**PASSAGE**
>> BEGIN

Others virtual controllers are also possible in a VM, such as AHCI SATA (introduced in vSphere 5.5), IDE, and also USB controllers, but usually for specific cases (for example SATA or IDE are usually used for virtual DVD drives).

Note: When you create a VM, the default controller is optimized for good performance and compatibility. The controller type depends on the guest operating system (usually its driver is included in the operating system), the device type, and sometimes, the VMs compatibility. But sometimes you can choose a different controller to improve the performance, like the PVSCI (useful for VMFK with high load) or a new type available in vSphere 6.5.

With ESXi 6.5 and VM virtual hardware version 13, you can now also use a virtual NVMe. Virtual NVMe devices have reduced guest I/O processing overheads (over 50% compared to AHCI SATA SCSI device), which allows more VMs per host or more transactions per minute. Each virtual machine supports 4 NVMe controllers and up to 15 devices per controller.

Virtual NVMe controllers are supported on vSphere 6.5 only on the following guest operating systems:

  • Windows 7 and 2008 R2 (hotfix required, refer to https://support.microsoft.com/en-us/kb/2990941)

>> END

**WHAT TO PRODUCE**
List every type of virtual controller that the passage on virtual disk controllers names as usable in a VM.

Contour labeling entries
>> BEGIN

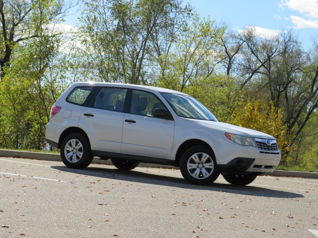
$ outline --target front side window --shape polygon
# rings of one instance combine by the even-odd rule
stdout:
[[[161,94],[180,117],[200,120],[218,120],[211,112],[192,97],[169,93],[162,93]]]
[[[67,101],[82,105],[92,90],[91,87],[76,88],[68,96]]]
[[[165,108],[154,94],[141,91],[133,91],[130,110],[132,114],[154,117],[156,108]]]
[[[121,88],[102,88],[95,99],[94,108],[123,112],[127,92]]]

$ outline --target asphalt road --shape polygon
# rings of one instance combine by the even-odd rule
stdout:
[[[201,186],[175,170],[0,158],[1,238],[315,238],[318,198],[317,179]]]

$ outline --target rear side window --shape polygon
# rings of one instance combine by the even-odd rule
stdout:
[[[95,99],[94,108],[123,112],[127,89],[102,88]]]
[[[66,101],[69,103],[82,105],[92,89],[91,87],[76,88],[68,96]]]

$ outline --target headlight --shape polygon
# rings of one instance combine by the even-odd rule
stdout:
[[[232,135],[232,134],[229,134],[228,133],[226,133],[225,136],[229,140],[231,140],[235,143],[237,143],[238,144],[239,144],[240,145],[244,145],[245,146],[256,147],[256,145],[255,144],[253,139],[250,137],[242,136],[241,135]]]

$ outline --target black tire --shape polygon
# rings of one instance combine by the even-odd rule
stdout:
[[[191,159],[192,156],[194,155],[197,155],[199,157],[200,156],[200,155],[201,155],[201,158],[198,158],[199,161],[201,161],[201,160],[203,158],[204,154],[207,154],[209,156],[209,158],[207,159],[207,161],[209,160],[208,161],[210,162],[209,164],[213,164],[213,168],[209,168],[207,167],[205,168],[204,166],[203,168],[199,168],[199,165],[200,165],[197,167],[197,164],[196,163],[190,163],[191,162],[195,162],[194,160]],[[189,165],[194,165],[193,166],[191,165],[191,166],[195,166],[195,168],[188,170],[188,162],[189,163]],[[203,165],[200,166],[203,166]],[[198,170],[198,169],[200,170],[200,169],[201,169],[201,170],[200,171]],[[204,169],[205,172],[209,174],[209,175],[206,176],[207,176],[206,178],[204,178],[205,176],[202,172],[203,169]],[[180,160],[180,171],[185,180],[191,183],[197,185],[210,184],[215,181],[220,175],[220,173],[217,168],[216,161],[213,152],[209,147],[204,145],[196,145],[190,147],[185,151]],[[191,175],[190,173],[192,173],[192,174],[198,173],[198,178],[195,178]]]
[[[116,168],[121,170],[133,170],[139,164],[139,162],[131,160],[111,159],[111,162]]]
[[[68,160],[65,152],[67,144],[73,139],[80,142],[82,147],[82,149],[80,151],[82,153],[81,157],[75,162],[70,161],[71,159]],[[79,145],[78,143],[77,145]],[[67,151],[68,152],[69,151],[67,150]],[[68,167],[72,169],[85,169],[89,165],[92,160],[93,160],[93,155],[91,153],[89,142],[85,136],[80,133],[72,133],[67,135],[62,142],[60,152],[61,157],[64,164]],[[71,156],[73,158],[73,156]],[[78,158],[79,157],[78,156],[77,158]]]
[[[233,185],[247,185],[255,180],[257,177],[254,174],[248,175],[223,175],[224,179]]]

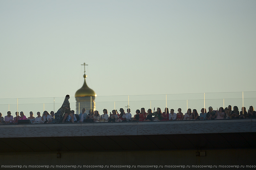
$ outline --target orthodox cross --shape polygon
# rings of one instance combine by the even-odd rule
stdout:
[[[88,65],[88,64],[85,64],[85,63],[84,63],[84,64],[81,64],[81,65],[83,65],[84,66],[84,75],[85,75],[85,66],[86,65]]]

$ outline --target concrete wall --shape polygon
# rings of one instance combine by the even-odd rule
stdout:
[[[109,146],[110,147],[113,146]],[[94,168],[92,169],[124,169],[110,168],[110,165],[136,166],[136,168],[131,168],[131,169],[146,169],[138,168],[138,165],[156,165],[158,167],[163,166],[163,167],[165,165],[190,166],[189,169],[208,169],[192,168],[192,166],[217,166],[217,168],[211,169],[223,169],[225,168],[220,168],[218,166],[256,165],[255,149],[209,150],[203,151],[205,152],[205,156],[196,156],[196,152],[198,151],[196,150],[63,152],[60,152],[60,158],[57,157],[58,152],[56,152],[2,153],[0,154],[0,160],[1,164],[4,165],[26,165],[27,168],[29,165],[54,166],[55,169],[57,169],[75,168],[56,168],[56,165],[72,165],[76,166],[77,167],[78,166],[81,166],[82,167],[83,166],[109,166],[108,168]],[[83,169],[77,167],[76,169],[78,168]],[[149,168],[151,169],[156,168]],[[250,168],[254,169],[255,169]]]
[[[255,132],[256,119],[0,126],[1,138]]]

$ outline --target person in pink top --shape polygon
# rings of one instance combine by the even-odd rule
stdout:
[[[224,109],[222,107],[220,107],[219,109],[219,111],[216,114],[217,115],[217,119],[224,119],[224,116],[225,115],[225,112],[224,112]]]
[[[7,115],[4,116],[4,123],[6,124],[10,124],[12,122],[13,120],[13,116],[11,115],[12,113],[10,111],[7,112]]]
[[[20,117],[20,116],[19,115],[18,112],[15,112],[15,114],[16,115],[16,116],[13,118],[13,120],[12,121],[12,123],[13,124],[17,124],[18,120],[20,120],[19,118]],[[18,117],[18,119],[17,118],[17,117]]]
[[[19,117],[19,120],[27,120],[27,117],[26,117],[26,116],[24,115],[24,114],[23,113],[23,112],[20,112],[20,116]]]

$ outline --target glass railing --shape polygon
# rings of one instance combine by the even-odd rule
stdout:
[[[246,107],[246,110],[251,106],[256,106],[255,96],[256,92],[98,96],[95,99],[95,110],[98,110],[100,115],[101,115],[104,108],[107,109],[109,113],[113,109],[119,111],[120,108],[126,111],[129,107],[133,117],[136,110],[140,110],[142,107],[145,108],[146,111],[148,108],[151,108],[153,111],[154,107],[156,110],[157,107],[160,107],[163,112],[167,107],[169,110],[172,108],[174,109],[175,113],[177,112],[178,108],[180,108],[183,113],[187,112],[188,108],[190,108],[192,110],[196,109],[199,114],[203,108],[206,108],[208,111],[210,106],[216,110],[217,108],[223,107],[225,108],[230,105],[232,110],[233,107],[236,106],[240,111],[243,106]],[[49,113],[52,111],[56,113],[61,106],[64,98],[58,97],[0,99],[0,112],[4,117],[7,115],[7,112],[10,111],[12,115],[15,117],[16,112],[22,111],[27,117],[30,116],[29,113],[31,111],[34,113],[34,117],[36,116],[36,113],[38,111],[41,113],[41,115],[44,110]],[[81,112],[81,109],[76,109],[75,97],[71,97],[69,101],[71,110],[75,110],[76,114]],[[89,110],[87,108],[87,112]]]

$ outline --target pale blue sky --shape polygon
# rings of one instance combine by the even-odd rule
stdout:
[[[256,1],[0,1],[1,98],[255,91]],[[96,99],[97,100],[97,99]]]

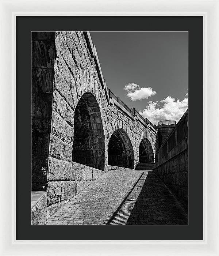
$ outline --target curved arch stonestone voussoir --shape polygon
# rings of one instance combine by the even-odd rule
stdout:
[[[47,191],[48,206],[61,204],[107,170],[116,130],[131,145],[125,148],[131,147],[128,166],[138,162],[145,138],[154,153],[156,129],[109,98],[89,33],[33,32],[32,46],[32,188]]]
[[[130,139],[122,129],[115,131],[109,141],[108,165],[134,168],[134,153]]]
[[[88,91],[74,111],[72,161],[104,171],[104,151],[100,108],[93,94]]]
[[[154,162],[154,154],[151,145],[147,139],[144,138],[140,143],[139,148],[139,162]]]

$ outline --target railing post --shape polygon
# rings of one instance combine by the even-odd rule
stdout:
[[[176,140],[176,146],[178,144],[178,140],[177,139],[177,130],[175,130],[175,140]]]

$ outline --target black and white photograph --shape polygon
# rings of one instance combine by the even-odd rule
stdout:
[[[31,225],[188,225],[188,37],[32,31]]]

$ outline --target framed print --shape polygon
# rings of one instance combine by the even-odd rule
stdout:
[[[9,3],[1,255],[218,255],[218,1]]]

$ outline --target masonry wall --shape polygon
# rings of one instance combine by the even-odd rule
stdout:
[[[101,171],[72,161],[75,110],[86,92],[96,99],[103,129],[107,133],[107,102],[84,34],[81,31],[56,32],[55,47],[47,176],[49,206],[77,195],[101,175],[107,164],[104,158]]]
[[[188,127],[187,128],[188,129]],[[176,130],[172,136],[177,136]],[[171,135],[169,136],[169,139]],[[162,144],[155,156],[154,172],[186,207],[188,199],[188,150],[187,137],[168,150],[168,140]],[[167,143],[168,152],[163,148]]]
[[[32,33],[32,189],[46,189],[55,58],[55,33]]]
[[[50,75],[43,80],[44,73],[39,72],[42,66],[36,65],[34,63],[37,61],[34,60],[34,70],[39,75],[38,78],[32,72],[35,104],[32,119],[32,189],[46,191],[48,218],[108,170],[109,142],[115,131],[123,131],[128,138],[127,141],[130,142],[131,146],[127,148],[133,150],[133,168],[138,162],[138,148],[143,139],[148,139],[155,154],[157,131],[108,98],[96,49],[89,34],[56,31],[43,35],[47,37],[46,39],[40,33],[32,38],[34,55],[39,59],[39,63],[45,63],[43,72],[47,71]],[[36,84],[36,81],[39,82]],[[47,86],[46,90],[38,90],[43,85]],[[37,99],[42,102],[36,106]],[[78,109],[79,102],[81,105]],[[41,114],[40,118],[37,115],[38,106],[48,109],[43,115]],[[81,110],[86,106],[87,114],[80,116]],[[39,118],[40,122],[35,121]],[[34,129],[39,130],[42,124],[45,123],[46,125],[41,128],[40,133],[38,130],[42,133],[41,139],[37,139]],[[84,129],[87,131],[84,132]],[[85,140],[89,142],[85,146],[78,139],[82,136],[93,137]],[[35,143],[39,145],[38,155],[35,153],[37,151]],[[76,148],[77,150],[74,151]],[[81,153],[80,160],[78,158],[81,156],[77,155],[79,148]],[[95,152],[96,148],[98,154]],[[96,158],[95,161],[93,157]],[[35,163],[35,159],[39,159],[37,164]]]
[[[149,141],[155,155],[157,131],[150,124],[142,122],[137,117],[128,114],[114,99],[111,100],[111,104],[109,106],[109,132],[107,139],[109,140],[113,132],[117,129],[122,129],[125,131],[132,146],[135,168],[139,162],[139,146],[143,139],[146,138]]]

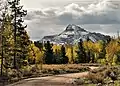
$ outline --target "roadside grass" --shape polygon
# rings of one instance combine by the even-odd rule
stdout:
[[[82,86],[120,86],[120,66],[104,66],[89,71],[85,78],[76,79],[75,85]],[[81,82],[84,82],[81,84]],[[80,83],[80,84],[78,84]]]
[[[26,78],[52,76],[67,73],[80,73],[90,71],[90,68],[88,67],[88,65],[82,66],[81,64],[59,64],[59,65],[43,64],[41,69],[41,65],[37,64],[24,66],[18,70],[8,69],[7,71],[9,83],[14,83]]]

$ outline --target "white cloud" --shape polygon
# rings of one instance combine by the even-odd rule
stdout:
[[[25,19],[29,21],[27,24],[32,31],[31,37],[35,38],[55,33],[56,31],[59,32],[60,27],[64,27],[69,23],[86,25],[87,29],[90,30],[94,29],[95,31],[112,33],[113,31],[115,32],[115,28],[119,29],[119,14],[120,4],[118,2],[103,0],[97,4],[90,4],[87,7],[72,3],[63,8],[52,7],[33,10],[28,12],[28,16]]]

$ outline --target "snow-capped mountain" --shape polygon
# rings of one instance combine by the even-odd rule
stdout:
[[[74,44],[78,43],[80,39],[83,41],[85,40],[91,40],[92,42],[97,42],[99,40],[107,40],[110,36],[105,36],[100,33],[92,33],[89,31],[86,31],[85,29],[74,25],[69,24],[66,29],[58,34],[58,35],[52,35],[52,36],[44,36],[42,38],[42,42],[50,41],[55,44]]]

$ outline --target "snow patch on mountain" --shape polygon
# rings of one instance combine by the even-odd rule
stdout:
[[[110,36],[105,36],[95,32],[92,33],[77,25],[69,24],[62,33],[53,36],[45,36],[42,39],[42,42],[50,41],[54,44],[74,44],[78,43],[80,39],[83,41],[89,39],[92,42],[97,42],[99,40],[105,41],[109,38]]]

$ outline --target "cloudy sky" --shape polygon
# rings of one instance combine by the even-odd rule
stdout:
[[[68,24],[115,35],[120,30],[120,0],[21,0],[32,40],[62,32]]]

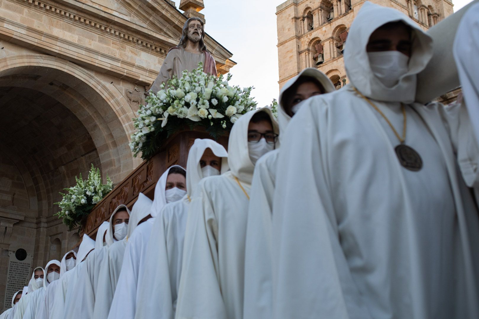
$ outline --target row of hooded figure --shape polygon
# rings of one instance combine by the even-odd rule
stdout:
[[[464,103],[415,102],[432,55],[415,22],[366,2],[350,84],[306,69],[282,89],[279,125],[259,109],[228,153],[196,140],[153,201],[119,206],[43,282],[35,270],[40,292],[12,318],[479,318],[479,150]]]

>> END

**CORRECT RESPONSE**
AHCI SATA, IDE, USB, PVSCI, virtual NVMe